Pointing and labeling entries

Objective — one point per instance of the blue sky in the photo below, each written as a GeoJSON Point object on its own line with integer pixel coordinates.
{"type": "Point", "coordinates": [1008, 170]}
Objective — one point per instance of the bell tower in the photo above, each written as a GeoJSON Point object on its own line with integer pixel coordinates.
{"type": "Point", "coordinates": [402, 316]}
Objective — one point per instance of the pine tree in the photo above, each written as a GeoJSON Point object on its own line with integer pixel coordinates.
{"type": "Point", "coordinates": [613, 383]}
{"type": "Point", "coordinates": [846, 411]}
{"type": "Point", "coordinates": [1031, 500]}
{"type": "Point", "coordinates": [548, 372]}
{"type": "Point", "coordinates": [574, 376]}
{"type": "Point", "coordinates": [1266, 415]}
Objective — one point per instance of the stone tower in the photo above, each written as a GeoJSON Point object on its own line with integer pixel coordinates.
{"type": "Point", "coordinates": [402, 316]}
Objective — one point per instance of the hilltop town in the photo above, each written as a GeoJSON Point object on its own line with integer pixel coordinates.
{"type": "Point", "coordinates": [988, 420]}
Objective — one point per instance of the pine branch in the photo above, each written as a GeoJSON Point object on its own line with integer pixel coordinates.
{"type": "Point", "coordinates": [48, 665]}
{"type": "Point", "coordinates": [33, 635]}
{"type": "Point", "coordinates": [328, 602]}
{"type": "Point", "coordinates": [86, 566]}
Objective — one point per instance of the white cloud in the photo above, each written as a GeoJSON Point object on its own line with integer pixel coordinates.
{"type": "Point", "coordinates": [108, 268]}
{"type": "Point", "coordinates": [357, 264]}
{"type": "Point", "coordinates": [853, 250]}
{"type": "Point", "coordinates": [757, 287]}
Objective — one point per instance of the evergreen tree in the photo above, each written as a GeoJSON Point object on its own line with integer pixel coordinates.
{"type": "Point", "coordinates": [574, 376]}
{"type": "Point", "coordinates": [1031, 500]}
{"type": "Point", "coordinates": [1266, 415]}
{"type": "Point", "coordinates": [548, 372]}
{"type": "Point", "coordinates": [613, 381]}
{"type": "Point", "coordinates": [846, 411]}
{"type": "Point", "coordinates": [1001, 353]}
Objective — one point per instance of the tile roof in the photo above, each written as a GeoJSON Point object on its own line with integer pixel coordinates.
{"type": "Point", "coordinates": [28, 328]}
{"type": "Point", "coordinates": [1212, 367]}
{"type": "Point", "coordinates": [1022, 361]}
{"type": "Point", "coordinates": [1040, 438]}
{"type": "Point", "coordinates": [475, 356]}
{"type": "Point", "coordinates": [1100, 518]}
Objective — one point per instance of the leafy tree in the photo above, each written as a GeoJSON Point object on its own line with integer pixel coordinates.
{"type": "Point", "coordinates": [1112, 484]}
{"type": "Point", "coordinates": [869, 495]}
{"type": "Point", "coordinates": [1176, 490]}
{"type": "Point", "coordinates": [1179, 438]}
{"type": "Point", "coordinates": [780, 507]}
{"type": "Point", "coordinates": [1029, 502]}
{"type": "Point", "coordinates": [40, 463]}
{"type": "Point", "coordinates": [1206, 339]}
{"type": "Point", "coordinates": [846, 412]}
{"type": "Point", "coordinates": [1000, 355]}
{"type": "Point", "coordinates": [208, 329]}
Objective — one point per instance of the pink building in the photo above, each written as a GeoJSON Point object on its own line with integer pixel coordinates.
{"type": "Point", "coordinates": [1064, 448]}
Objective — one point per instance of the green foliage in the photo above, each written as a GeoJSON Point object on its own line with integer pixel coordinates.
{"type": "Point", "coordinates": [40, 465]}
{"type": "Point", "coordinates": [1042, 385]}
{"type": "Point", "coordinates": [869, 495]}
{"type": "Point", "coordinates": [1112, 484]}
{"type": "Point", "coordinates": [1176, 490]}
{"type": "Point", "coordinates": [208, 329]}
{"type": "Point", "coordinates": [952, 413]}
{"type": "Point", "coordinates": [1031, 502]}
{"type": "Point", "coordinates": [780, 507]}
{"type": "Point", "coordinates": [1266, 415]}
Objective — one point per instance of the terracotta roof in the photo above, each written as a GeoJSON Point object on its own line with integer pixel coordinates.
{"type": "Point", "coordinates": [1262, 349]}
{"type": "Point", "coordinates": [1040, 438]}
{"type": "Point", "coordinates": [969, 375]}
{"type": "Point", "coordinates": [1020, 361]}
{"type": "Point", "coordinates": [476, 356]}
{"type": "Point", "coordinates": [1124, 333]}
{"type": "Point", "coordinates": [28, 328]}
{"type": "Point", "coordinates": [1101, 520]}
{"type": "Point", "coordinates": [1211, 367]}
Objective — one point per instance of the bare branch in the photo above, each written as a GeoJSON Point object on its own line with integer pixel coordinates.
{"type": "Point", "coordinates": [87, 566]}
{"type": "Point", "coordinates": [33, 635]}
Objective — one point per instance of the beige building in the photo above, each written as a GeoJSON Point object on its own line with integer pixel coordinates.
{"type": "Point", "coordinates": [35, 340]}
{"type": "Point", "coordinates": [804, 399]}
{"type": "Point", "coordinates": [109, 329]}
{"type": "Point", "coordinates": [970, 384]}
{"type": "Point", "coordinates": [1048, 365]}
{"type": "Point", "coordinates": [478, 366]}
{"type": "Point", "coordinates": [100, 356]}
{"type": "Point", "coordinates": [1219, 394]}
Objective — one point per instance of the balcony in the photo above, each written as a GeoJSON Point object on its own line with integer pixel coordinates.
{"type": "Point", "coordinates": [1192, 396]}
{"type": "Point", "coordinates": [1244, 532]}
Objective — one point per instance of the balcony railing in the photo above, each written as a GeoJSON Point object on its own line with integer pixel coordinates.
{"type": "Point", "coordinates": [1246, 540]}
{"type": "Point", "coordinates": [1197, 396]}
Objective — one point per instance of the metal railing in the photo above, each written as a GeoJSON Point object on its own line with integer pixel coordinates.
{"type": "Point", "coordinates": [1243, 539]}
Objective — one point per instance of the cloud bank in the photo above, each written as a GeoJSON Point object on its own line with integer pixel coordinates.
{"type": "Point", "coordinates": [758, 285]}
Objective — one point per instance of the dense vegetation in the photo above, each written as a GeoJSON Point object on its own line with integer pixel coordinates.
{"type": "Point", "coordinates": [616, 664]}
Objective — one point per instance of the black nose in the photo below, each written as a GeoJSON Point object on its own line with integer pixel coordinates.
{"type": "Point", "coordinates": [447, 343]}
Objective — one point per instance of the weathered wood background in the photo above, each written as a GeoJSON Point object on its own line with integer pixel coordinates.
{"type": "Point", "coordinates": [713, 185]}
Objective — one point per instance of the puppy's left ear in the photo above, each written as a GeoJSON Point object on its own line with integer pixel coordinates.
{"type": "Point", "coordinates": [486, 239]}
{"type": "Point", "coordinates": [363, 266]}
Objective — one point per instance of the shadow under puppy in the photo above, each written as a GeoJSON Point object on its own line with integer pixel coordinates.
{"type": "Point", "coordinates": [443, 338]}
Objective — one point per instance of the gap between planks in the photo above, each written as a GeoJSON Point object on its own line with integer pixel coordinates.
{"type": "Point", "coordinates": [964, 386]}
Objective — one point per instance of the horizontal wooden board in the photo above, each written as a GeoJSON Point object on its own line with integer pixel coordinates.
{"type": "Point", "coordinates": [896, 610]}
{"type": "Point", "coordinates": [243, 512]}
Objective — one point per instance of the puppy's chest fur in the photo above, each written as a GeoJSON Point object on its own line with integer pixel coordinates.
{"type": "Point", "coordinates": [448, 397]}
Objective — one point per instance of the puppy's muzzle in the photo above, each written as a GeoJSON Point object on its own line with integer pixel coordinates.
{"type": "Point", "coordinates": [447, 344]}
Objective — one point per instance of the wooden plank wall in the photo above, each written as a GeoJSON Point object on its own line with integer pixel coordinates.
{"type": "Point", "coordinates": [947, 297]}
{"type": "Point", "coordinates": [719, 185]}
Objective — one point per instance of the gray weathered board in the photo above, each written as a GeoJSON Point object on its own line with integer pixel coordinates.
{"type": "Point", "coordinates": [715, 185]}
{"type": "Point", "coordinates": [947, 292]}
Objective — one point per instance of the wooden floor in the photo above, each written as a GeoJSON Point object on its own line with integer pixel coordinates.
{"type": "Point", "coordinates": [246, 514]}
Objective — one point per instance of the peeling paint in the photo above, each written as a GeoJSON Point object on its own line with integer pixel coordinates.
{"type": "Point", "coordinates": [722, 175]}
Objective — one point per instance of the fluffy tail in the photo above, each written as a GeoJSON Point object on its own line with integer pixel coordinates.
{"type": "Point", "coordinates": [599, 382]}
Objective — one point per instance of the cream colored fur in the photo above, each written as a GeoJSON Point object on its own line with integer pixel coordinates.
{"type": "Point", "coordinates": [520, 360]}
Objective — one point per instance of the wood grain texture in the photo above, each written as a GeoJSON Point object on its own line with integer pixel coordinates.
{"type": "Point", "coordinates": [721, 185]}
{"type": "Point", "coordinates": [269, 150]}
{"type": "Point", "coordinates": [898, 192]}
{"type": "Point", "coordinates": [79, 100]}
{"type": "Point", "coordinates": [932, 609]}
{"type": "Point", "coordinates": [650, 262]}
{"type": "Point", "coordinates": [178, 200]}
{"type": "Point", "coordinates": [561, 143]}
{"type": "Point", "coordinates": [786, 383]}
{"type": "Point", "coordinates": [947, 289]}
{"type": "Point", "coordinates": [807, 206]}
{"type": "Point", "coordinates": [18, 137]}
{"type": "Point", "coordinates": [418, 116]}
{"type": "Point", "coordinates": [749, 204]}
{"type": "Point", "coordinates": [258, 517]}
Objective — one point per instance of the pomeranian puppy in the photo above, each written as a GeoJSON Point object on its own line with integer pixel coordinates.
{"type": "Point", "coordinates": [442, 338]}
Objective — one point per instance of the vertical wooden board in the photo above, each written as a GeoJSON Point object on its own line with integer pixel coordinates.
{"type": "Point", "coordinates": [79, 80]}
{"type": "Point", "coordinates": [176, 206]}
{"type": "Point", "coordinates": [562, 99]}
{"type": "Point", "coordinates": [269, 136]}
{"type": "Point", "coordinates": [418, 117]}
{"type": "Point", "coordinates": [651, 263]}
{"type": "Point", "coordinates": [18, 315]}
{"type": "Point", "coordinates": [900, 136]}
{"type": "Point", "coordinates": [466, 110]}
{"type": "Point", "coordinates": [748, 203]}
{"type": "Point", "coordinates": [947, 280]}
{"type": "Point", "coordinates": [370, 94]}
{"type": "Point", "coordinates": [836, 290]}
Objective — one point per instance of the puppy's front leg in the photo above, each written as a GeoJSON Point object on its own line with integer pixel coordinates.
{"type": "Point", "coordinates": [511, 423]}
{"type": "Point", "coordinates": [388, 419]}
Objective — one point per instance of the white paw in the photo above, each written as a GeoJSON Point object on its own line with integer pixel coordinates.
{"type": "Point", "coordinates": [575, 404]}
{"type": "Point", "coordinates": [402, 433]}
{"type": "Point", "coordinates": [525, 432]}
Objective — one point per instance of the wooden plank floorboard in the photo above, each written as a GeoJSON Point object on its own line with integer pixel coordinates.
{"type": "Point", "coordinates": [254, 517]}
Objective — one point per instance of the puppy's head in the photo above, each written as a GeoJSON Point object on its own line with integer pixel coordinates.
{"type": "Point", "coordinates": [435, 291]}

--- Work to be completed ---
Print only the lines from the one with "Objective — one point per instance of the pomeranian" to the end of the records, both included.

--- Written response ---
Objective — one point per instance of the pomeranian puppy in the photo above, each written as a GeoJSON Point object on its own line with integer pixel coordinates.
{"type": "Point", "coordinates": [442, 338]}
Objective — one point per instance of the vertical wooden board in the photo above, each written as a GeoJSON Point object on its own line with integer pixel coordinates.
{"type": "Point", "coordinates": [79, 80]}
{"type": "Point", "coordinates": [176, 206]}
{"type": "Point", "coordinates": [562, 99]}
{"type": "Point", "coordinates": [269, 136]}
{"type": "Point", "coordinates": [418, 117]}
{"type": "Point", "coordinates": [651, 263]}
{"type": "Point", "coordinates": [18, 315]}
{"type": "Point", "coordinates": [900, 136]}
{"type": "Point", "coordinates": [466, 110]}
{"type": "Point", "coordinates": [748, 203]}
{"type": "Point", "coordinates": [947, 280]}
{"type": "Point", "coordinates": [370, 94]}
{"type": "Point", "coordinates": [836, 290]}
Objective — one point per instance of the puppy's front leg in the photo above, each written as a GeoJSON Point object on its own line with integer pixel coordinates.
{"type": "Point", "coordinates": [511, 423]}
{"type": "Point", "coordinates": [388, 419]}
Objective — one point per instance of the white paw in the photo above, each written as a GeoJSON Point object on its own line with integer pixel coordinates.
{"type": "Point", "coordinates": [575, 404]}
{"type": "Point", "coordinates": [402, 433]}
{"type": "Point", "coordinates": [525, 432]}
Objective — one point per instance of the wooden plank floorboard in the photo above, each written as a GeoJSON Point object on its own line with integer pixel coordinates.
{"type": "Point", "coordinates": [254, 517]}
Objective — one point per instance of the puppy's head in the photo above, each written as a GeoJSON Point object on its own line with integer pixel coordinates.
{"type": "Point", "coordinates": [435, 291]}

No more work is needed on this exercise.